Exercise task -> Can you print every entry below word for word, leaving out the pictures?
*** Material
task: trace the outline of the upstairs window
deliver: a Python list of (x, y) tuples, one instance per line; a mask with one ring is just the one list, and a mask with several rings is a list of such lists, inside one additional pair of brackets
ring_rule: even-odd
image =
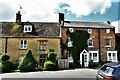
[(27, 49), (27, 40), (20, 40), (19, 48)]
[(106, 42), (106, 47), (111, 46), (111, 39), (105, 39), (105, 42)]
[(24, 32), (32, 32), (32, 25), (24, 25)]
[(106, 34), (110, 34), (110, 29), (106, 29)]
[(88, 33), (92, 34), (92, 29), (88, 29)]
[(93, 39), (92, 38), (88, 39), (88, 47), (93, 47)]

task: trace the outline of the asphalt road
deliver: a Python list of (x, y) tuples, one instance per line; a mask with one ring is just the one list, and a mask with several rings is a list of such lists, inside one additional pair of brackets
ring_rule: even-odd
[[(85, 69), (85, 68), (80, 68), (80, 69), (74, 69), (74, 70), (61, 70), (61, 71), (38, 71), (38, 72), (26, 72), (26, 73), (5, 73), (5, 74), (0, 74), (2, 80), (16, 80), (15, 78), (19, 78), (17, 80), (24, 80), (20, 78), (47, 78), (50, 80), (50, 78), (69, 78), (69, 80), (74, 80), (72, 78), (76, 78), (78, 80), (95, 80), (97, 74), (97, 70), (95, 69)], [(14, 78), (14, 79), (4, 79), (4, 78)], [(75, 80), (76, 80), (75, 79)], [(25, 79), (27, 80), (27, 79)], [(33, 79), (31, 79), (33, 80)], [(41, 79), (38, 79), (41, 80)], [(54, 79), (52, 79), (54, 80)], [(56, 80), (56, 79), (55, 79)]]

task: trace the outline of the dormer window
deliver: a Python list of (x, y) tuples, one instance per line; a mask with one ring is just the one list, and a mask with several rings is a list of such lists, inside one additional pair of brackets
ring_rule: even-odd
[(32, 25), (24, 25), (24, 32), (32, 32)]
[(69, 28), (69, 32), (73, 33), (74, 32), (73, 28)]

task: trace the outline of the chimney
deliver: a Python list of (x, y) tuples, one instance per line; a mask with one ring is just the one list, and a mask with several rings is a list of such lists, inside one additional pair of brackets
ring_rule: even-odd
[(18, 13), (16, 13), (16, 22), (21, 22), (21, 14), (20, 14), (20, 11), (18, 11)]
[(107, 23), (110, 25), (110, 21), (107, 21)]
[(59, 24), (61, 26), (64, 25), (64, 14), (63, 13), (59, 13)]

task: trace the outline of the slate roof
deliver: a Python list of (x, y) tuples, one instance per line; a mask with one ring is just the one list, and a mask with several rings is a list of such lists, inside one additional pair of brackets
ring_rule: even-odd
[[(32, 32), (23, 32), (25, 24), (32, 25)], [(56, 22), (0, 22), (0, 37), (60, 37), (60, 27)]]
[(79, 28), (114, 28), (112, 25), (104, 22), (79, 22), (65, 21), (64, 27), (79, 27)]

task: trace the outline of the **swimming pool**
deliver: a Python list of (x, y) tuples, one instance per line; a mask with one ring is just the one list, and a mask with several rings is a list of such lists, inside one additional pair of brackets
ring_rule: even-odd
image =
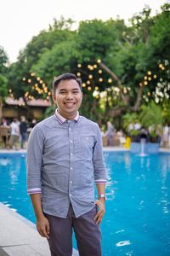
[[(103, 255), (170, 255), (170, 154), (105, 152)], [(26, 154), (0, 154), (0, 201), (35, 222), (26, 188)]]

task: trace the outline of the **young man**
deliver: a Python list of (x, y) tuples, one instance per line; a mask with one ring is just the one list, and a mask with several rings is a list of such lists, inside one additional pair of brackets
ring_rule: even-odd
******
Full solution ->
task: trace the outline of the upstairs window
deliver: a Python list of (x, y) tuples, one instance per line; a mask with one ring is just the one list, and a mask with several rings is a list of such lists, inside one additional pair of brackets
ring_rule: even-odd
image =
[(27, 49), (27, 40), (20, 40), (19, 48)]
[(106, 42), (106, 47), (111, 46), (111, 39), (105, 39), (105, 42)]
[(24, 32), (32, 32), (32, 25), (24, 25)]
[(106, 34), (110, 34), (110, 29), (106, 29)]
[(88, 33), (92, 34), (92, 29), (88, 29)]
[(93, 39), (92, 38), (88, 39), (88, 47), (93, 47)]

task: trace the outline of the asphalt road
deliver: a Python list of (x, y) tuples, one instance per line; a mask with one ring is just the one list, and a mask with several rings is a list of such lists, inside one additional pair of brackets
ring_rule: even-odd
[[(85, 69), (85, 68), (80, 68), (80, 69), (74, 69), (74, 70), (61, 70), (61, 71), (38, 71), (38, 72), (26, 72), (26, 73), (5, 73), (5, 74), (0, 74), (2, 80), (16, 80), (15, 78), (19, 78), (17, 80), (24, 80), (20, 78), (47, 78), (50, 80), (50, 78), (69, 78), (69, 80), (74, 80), (72, 78), (76, 78), (78, 80), (95, 80), (97, 74), (97, 70), (95, 69)], [(14, 78), (14, 79), (4, 79), (4, 78)], [(75, 80), (76, 80), (75, 79)], [(25, 79), (27, 80), (27, 79)], [(33, 79), (31, 79), (33, 80)], [(41, 79), (38, 79), (41, 80)], [(54, 79), (52, 79), (54, 80)], [(56, 80), (56, 79), (55, 79)]]

task: trace the outline of the dormer window
deliver: a Python list of (x, y) tuples, one instance per line; a mask with one ring is just the one list, and a mask with several rings is a list of such lists, inside one additional pair of brackets
ring_rule: even-odd
[(32, 25), (24, 25), (24, 32), (32, 32)]
[(69, 28), (69, 32), (73, 33), (74, 32), (73, 28)]

task: trace the outline of the chimney
deliver: a Python list of (x, y) tuples, one instance per line; a mask with one ring is just the one list, and a mask with several rings is a list of such lists, inside one additional pair of brackets
ring_rule: even-odd
[(18, 13), (16, 13), (16, 22), (21, 22), (21, 14), (20, 14), (20, 11), (18, 11)]
[(107, 23), (110, 25), (110, 21), (107, 21)]
[(59, 24), (61, 26), (64, 25), (64, 14), (63, 13), (59, 13)]

task: trace the outline of the slate roof
deliver: a Python list of (x, y) tuples, one instance per line; a mask with one ring is just the one list, and a mask with several rings is a list of such lists, inside one additional pair of brackets
ring_rule: even-odd
[[(32, 32), (23, 32), (25, 24), (32, 25)], [(56, 22), (0, 22), (0, 37), (60, 37), (60, 27)]]
[(79, 28), (114, 28), (112, 25), (104, 22), (79, 22), (65, 21), (64, 27), (79, 27)]

task: trace the outline of the **swimming pool**
deliver: a Python list of (x, y) tuples, one instance per line; a mask with one ring is just the one list, and a mask with several rings is a list of such lists, inside one additional pair of brackets
ring_rule: even-odd
image =
[[(103, 255), (170, 255), (170, 154), (105, 152)], [(26, 154), (0, 154), (0, 201), (35, 222), (26, 188)]]

task: trace the outline of the **young man**
deliver: a Python list of (x, y) tuples, one instance per line; a mask with one ring is just the one list, and a mask with several rings is a list of such lists, inside one additional pair of brackets
ring_rule: even-odd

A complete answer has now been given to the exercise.